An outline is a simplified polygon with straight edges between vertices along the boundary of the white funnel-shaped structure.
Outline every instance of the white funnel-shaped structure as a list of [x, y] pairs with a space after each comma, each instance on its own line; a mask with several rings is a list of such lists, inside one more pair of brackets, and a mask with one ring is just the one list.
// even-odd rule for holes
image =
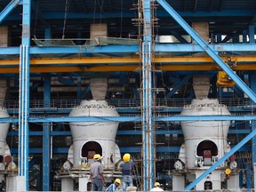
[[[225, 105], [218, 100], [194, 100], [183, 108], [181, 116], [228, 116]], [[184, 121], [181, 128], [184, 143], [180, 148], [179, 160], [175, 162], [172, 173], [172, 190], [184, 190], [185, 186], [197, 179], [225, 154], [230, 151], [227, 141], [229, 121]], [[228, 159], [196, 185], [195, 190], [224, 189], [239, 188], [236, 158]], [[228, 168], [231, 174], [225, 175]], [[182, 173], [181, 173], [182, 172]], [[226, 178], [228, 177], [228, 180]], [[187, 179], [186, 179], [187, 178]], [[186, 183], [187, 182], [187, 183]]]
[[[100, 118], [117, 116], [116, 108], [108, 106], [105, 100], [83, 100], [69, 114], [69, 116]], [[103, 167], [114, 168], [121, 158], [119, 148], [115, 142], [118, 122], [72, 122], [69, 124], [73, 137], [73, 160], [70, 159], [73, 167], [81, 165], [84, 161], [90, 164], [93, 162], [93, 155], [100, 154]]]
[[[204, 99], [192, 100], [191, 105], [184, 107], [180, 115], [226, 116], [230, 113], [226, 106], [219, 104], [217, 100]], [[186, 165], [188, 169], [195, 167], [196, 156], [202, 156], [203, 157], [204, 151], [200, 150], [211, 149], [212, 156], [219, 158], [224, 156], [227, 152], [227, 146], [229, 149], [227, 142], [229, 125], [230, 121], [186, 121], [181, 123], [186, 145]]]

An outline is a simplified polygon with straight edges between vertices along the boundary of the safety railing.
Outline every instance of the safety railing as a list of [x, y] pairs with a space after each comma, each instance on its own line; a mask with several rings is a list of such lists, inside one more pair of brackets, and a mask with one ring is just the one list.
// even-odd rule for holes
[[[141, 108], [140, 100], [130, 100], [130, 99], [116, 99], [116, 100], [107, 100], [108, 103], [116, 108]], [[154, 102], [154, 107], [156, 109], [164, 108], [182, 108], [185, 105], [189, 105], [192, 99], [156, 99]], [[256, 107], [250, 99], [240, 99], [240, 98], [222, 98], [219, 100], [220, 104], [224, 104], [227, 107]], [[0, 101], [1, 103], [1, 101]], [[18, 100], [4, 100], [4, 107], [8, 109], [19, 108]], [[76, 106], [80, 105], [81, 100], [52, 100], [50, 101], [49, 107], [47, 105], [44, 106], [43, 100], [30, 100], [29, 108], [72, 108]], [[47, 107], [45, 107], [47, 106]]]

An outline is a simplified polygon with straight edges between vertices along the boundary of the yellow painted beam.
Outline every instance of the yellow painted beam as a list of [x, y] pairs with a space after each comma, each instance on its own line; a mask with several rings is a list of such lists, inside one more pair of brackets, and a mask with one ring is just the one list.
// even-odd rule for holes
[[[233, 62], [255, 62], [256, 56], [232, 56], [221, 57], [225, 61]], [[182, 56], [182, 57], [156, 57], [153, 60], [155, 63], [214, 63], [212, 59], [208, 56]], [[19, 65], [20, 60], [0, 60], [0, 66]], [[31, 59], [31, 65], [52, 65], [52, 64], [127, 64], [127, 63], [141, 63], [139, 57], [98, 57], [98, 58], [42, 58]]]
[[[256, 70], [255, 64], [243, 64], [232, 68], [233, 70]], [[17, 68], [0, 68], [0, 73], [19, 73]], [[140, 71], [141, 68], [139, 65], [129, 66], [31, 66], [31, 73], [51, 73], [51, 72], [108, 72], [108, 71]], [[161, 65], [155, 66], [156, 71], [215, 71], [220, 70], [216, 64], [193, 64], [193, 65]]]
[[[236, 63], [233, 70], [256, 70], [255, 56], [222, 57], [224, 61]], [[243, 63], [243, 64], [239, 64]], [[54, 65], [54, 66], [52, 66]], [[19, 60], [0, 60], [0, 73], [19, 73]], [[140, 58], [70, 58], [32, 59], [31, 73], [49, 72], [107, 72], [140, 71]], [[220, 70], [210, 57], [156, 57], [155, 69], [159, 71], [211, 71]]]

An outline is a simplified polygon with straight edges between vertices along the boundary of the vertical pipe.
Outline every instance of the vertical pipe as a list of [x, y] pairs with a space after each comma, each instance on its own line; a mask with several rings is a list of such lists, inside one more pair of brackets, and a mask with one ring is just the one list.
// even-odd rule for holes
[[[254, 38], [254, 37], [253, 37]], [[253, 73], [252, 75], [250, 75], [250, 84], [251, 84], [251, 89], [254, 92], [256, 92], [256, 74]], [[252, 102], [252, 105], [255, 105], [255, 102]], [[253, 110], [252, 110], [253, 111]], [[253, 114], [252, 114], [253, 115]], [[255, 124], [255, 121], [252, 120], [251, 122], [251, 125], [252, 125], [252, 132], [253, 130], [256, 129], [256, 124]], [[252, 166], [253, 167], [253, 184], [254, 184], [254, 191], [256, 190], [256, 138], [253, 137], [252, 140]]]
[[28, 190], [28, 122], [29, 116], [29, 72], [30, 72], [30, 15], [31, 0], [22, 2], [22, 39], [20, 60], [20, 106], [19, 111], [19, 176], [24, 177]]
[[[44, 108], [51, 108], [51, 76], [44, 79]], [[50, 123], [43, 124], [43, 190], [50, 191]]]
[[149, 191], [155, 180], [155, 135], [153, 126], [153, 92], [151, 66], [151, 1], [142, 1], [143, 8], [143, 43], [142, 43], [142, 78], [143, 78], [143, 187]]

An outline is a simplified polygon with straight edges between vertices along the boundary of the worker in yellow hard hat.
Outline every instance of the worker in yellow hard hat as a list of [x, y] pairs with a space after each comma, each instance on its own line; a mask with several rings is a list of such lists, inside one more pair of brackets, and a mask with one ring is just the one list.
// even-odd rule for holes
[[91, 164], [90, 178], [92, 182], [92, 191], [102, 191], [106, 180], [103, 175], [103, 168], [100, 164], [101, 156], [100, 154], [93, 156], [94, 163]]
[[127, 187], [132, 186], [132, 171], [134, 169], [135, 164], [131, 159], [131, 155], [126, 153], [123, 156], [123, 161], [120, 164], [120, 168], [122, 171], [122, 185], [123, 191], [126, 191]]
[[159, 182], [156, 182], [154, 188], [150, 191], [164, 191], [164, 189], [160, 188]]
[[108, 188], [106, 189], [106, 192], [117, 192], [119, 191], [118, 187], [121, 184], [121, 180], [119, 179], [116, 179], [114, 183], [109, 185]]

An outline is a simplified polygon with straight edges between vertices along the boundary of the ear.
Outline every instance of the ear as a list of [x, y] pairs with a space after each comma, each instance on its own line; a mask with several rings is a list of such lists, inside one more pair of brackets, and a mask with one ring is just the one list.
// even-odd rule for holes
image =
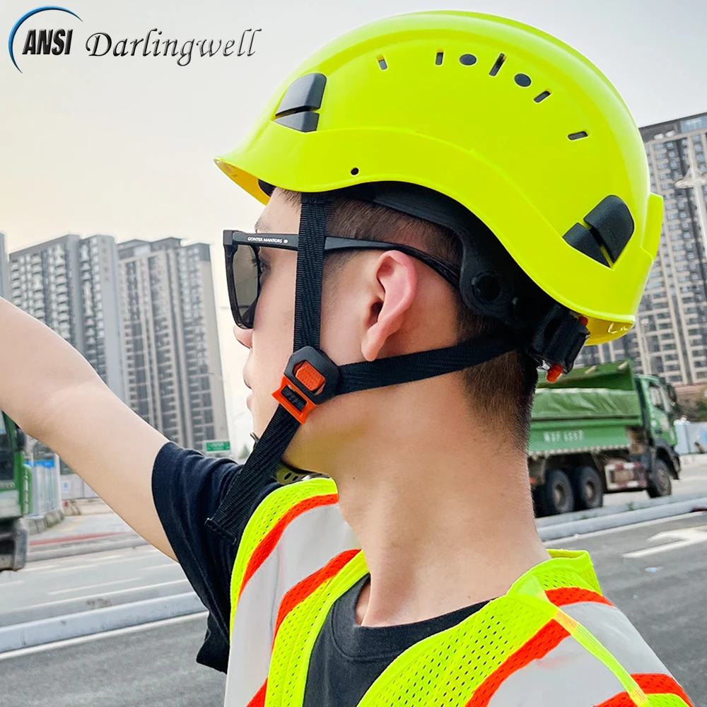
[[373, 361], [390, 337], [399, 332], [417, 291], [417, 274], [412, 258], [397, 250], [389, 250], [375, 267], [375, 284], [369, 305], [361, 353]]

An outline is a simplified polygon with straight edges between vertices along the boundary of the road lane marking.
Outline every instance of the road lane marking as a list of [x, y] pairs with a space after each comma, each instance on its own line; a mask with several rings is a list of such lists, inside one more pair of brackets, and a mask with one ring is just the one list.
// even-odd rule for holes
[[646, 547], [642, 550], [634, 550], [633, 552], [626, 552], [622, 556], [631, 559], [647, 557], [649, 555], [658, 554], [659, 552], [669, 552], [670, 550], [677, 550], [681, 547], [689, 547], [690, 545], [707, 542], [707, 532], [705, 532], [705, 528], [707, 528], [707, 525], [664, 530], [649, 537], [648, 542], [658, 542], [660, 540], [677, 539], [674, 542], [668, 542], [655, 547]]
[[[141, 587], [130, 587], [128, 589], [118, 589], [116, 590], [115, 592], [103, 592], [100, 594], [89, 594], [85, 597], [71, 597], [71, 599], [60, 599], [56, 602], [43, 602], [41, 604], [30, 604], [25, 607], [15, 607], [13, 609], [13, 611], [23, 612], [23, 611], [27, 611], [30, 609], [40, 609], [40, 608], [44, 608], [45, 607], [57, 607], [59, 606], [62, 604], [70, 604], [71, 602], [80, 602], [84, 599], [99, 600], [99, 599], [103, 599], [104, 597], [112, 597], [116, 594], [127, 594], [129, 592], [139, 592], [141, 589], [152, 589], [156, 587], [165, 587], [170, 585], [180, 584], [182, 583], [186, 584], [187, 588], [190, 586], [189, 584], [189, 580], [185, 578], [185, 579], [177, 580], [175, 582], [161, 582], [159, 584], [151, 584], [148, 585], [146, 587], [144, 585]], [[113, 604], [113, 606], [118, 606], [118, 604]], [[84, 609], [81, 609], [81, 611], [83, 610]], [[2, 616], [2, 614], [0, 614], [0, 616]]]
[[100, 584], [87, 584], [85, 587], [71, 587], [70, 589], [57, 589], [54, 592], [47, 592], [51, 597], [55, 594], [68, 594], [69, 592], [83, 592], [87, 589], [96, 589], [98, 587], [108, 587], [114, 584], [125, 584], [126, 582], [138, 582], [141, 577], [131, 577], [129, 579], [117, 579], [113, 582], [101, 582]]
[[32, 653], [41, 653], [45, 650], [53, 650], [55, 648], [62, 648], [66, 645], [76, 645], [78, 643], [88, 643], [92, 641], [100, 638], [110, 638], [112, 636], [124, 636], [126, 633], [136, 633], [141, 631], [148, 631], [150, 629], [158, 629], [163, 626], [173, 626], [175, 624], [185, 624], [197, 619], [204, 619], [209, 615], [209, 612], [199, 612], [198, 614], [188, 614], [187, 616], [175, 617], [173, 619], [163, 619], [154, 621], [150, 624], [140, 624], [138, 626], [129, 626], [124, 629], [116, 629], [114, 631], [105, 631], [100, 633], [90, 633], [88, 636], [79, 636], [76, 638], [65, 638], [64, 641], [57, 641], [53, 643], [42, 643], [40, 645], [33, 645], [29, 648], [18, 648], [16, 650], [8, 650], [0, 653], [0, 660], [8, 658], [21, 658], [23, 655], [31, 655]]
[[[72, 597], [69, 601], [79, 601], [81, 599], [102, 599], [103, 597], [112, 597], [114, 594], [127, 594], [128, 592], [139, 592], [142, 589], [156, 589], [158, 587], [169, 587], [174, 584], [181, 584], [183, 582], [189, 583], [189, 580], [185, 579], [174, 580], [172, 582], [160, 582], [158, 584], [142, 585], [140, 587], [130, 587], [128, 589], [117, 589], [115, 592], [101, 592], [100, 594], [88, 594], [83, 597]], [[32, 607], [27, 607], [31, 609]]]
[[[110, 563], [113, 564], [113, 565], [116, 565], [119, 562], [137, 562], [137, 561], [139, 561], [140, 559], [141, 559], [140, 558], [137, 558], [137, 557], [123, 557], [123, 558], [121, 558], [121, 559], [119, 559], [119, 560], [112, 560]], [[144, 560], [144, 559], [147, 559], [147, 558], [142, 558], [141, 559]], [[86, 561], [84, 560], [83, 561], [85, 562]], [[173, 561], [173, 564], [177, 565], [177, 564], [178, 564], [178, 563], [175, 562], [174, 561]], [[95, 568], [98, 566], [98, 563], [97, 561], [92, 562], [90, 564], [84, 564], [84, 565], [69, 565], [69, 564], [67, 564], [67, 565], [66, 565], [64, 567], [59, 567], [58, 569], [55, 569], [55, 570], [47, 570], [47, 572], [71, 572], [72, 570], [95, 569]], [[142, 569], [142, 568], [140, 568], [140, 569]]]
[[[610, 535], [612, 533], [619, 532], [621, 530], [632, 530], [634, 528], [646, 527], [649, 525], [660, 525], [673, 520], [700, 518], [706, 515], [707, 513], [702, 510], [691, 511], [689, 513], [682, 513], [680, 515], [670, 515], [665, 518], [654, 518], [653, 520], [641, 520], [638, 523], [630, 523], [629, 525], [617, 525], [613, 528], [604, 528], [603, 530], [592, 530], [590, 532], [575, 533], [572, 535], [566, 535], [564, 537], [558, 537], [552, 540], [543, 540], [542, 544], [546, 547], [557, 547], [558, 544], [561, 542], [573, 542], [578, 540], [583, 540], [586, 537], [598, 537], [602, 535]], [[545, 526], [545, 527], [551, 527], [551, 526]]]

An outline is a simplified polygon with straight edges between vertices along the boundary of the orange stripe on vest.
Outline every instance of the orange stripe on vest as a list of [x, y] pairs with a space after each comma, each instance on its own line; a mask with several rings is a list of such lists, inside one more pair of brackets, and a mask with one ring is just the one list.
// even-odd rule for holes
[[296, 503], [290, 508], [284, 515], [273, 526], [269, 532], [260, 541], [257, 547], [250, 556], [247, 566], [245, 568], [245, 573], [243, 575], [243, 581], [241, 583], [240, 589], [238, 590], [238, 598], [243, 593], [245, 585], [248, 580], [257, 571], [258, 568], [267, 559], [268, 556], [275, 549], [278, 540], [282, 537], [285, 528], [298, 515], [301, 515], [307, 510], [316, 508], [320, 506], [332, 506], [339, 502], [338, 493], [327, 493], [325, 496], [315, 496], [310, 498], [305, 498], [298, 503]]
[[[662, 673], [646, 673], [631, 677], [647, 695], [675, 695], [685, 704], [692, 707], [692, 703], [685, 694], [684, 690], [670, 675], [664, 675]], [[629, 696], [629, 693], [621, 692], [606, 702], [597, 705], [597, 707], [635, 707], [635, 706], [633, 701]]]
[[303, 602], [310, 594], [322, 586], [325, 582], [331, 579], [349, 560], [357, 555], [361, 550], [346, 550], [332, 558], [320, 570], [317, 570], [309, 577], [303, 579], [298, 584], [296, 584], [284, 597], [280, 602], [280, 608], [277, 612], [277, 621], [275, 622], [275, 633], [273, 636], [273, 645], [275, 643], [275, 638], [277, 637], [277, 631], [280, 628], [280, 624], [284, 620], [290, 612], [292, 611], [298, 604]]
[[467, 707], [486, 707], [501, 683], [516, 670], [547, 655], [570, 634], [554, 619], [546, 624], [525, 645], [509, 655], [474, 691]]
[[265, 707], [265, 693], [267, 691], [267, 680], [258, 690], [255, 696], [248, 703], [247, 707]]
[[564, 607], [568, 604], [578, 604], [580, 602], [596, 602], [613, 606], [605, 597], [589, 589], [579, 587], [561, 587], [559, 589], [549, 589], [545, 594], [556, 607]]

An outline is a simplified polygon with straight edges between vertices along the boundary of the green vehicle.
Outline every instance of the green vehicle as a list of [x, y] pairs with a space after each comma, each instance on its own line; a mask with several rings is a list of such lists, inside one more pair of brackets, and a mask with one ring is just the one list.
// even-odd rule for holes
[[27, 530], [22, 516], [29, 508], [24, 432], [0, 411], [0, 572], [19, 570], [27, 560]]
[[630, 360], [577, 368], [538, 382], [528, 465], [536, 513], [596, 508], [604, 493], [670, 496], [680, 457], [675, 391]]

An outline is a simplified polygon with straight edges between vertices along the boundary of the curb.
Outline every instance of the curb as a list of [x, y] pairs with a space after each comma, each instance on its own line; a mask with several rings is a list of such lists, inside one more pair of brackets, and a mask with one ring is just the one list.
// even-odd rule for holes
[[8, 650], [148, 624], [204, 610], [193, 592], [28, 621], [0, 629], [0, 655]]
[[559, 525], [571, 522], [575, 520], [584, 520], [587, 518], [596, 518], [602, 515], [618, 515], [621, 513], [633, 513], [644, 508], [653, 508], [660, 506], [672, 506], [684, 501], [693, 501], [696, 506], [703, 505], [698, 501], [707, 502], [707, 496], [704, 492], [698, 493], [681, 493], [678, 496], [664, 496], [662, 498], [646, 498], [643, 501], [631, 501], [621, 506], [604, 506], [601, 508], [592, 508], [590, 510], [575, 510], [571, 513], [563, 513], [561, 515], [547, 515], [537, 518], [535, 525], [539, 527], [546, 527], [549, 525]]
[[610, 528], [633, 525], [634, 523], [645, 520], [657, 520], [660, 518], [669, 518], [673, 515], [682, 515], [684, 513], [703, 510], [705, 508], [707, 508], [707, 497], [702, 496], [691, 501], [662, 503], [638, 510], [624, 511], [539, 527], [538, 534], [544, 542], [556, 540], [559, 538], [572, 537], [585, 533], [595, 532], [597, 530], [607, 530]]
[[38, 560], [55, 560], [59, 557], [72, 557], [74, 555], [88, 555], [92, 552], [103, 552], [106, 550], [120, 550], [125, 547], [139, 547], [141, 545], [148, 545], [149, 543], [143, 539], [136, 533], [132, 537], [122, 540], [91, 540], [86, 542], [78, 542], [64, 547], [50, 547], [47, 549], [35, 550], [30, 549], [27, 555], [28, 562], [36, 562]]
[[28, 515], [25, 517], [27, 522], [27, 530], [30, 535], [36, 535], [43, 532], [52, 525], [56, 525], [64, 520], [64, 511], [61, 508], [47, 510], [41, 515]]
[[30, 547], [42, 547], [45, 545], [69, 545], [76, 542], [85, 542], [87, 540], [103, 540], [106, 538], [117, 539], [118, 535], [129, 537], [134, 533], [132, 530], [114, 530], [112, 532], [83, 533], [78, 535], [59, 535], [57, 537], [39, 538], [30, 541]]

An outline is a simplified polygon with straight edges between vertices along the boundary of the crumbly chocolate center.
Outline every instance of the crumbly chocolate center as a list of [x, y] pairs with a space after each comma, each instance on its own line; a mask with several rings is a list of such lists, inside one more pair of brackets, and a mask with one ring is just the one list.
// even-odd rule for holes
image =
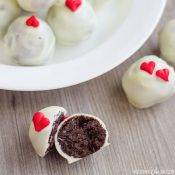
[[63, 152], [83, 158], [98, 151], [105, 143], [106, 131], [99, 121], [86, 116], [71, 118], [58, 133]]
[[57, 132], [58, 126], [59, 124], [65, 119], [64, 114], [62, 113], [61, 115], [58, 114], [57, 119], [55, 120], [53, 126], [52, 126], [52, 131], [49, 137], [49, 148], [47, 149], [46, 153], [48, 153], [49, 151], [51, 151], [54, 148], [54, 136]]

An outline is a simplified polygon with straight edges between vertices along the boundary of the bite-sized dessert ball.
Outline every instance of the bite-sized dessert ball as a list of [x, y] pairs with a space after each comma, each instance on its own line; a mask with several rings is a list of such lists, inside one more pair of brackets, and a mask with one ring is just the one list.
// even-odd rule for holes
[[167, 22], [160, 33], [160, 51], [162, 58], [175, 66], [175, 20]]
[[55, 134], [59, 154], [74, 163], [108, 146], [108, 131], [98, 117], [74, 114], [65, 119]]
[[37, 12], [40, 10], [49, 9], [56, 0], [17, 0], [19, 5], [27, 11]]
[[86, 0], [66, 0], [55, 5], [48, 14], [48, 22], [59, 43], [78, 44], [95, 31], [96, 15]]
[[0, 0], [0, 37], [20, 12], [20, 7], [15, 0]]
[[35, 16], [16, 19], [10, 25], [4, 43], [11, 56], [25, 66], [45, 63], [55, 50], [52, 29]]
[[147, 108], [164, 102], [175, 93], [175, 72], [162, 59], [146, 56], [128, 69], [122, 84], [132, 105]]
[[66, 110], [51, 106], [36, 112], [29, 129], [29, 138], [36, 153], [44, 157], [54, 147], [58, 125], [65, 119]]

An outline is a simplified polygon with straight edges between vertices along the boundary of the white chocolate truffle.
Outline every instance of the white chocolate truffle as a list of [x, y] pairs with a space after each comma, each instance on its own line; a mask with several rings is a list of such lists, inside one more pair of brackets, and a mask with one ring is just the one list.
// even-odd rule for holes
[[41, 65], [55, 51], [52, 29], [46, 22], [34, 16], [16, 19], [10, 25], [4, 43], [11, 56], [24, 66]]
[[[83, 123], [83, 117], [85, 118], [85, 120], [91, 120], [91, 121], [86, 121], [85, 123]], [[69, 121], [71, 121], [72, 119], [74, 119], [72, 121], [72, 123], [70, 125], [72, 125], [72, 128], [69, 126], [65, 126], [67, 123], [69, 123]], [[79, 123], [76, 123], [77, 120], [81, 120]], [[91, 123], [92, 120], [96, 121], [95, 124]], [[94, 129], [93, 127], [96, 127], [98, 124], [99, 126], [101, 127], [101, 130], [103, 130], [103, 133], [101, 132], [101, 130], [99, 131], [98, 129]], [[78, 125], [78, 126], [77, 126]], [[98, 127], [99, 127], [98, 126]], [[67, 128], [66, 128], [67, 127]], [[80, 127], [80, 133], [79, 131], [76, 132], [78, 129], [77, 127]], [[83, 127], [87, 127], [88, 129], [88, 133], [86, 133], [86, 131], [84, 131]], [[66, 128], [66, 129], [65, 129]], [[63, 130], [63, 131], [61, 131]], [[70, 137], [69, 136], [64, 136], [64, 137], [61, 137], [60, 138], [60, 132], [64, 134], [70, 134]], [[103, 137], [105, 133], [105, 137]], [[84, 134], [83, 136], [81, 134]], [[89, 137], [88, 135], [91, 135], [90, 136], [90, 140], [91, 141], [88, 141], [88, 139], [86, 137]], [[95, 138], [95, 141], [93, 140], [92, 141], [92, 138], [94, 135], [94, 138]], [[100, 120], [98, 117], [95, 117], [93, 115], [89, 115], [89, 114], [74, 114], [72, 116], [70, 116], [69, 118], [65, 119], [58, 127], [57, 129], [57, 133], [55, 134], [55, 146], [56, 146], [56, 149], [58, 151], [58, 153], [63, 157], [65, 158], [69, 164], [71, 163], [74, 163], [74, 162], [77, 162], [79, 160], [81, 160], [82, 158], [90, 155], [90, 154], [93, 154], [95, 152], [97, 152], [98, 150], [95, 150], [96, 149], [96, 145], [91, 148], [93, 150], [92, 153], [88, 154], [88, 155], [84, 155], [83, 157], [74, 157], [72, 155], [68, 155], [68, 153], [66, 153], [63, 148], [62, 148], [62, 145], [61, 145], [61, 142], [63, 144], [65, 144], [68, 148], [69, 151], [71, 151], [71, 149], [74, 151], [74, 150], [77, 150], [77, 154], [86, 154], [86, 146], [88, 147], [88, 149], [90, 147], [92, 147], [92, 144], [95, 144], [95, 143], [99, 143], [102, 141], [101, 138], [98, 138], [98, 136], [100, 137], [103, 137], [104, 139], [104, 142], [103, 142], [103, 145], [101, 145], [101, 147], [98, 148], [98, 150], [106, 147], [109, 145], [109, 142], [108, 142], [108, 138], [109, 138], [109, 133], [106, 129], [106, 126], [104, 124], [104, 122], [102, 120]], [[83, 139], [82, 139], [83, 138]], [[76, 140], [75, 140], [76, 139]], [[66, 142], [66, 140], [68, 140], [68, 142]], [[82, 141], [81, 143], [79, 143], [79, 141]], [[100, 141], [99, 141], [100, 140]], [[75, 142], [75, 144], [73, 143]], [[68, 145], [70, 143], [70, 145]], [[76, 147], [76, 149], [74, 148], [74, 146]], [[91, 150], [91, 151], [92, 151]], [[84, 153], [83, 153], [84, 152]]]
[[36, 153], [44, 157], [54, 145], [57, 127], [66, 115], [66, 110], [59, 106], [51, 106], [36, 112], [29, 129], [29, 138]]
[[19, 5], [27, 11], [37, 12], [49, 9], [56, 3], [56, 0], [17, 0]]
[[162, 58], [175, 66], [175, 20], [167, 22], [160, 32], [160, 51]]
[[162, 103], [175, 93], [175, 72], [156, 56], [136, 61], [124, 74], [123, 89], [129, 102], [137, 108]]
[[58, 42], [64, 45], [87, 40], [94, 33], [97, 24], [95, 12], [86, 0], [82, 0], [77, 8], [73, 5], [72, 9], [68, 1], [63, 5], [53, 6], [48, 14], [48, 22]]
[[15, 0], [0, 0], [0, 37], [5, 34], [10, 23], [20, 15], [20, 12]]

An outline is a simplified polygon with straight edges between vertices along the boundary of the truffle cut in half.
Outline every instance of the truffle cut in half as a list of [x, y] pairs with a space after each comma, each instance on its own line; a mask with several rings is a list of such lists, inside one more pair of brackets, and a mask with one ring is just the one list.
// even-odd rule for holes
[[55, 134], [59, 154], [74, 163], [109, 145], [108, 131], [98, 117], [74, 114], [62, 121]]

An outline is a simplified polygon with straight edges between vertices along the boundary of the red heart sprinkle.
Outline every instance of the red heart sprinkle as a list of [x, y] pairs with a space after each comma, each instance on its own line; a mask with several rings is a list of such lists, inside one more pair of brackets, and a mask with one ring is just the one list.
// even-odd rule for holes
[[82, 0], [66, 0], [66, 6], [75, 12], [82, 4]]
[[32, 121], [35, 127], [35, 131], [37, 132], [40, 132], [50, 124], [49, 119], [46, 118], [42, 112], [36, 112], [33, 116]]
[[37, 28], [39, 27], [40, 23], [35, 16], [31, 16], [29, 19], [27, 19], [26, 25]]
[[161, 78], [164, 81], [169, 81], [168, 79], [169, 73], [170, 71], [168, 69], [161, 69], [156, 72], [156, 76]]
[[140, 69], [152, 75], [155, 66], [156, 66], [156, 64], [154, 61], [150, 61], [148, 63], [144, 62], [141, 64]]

◆ ◆ ◆ ◆

● What this task involves: Repeat word for word every line from the one containing "cut in half." through the final line of the items, including both.

● Answer to the task:
An outline is a simplified polygon with straight edges between vertices along the boundary of the truffle cut in half.
Outline every instance of the truffle cut in half as a list of [x, y] pairs with a space after each comma, each instance on its own line; a mask with several rings is a list of such lists, inside one more pair of brackets, and a mask with one ring is just the one list.
// even-odd rule for holes
[[55, 134], [59, 154], [74, 163], [109, 145], [108, 131], [98, 117], [74, 114], [62, 121]]

An outline is a simplified polygon with straight edges between vertices along the boundary of the red heart sprinkle.
Outline every instance of the red heart sprinkle as a list of [x, y] pairs with a space after each comma, each instance on its own line; a mask with several rings is a list of such lists, inside one more pair of brackets, and a mask with one ring is just the one list.
// even-odd rule for holes
[[82, 0], [66, 0], [66, 6], [75, 12], [82, 4]]
[[32, 121], [35, 127], [35, 131], [37, 132], [40, 132], [50, 124], [49, 119], [46, 118], [42, 112], [36, 112], [33, 116]]
[[37, 28], [39, 27], [40, 23], [35, 16], [31, 16], [29, 19], [27, 19], [26, 25]]
[[161, 78], [164, 81], [169, 81], [168, 79], [169, 73], [170, 71], [168, 69], [161, 69], [156, 72], [156, 76]]
[[140, 69], [152, 75], [155, 66], [156, 66], [156, 64], [154, 61], [150, 61], [148, 63], [144, 62], [141, 64]]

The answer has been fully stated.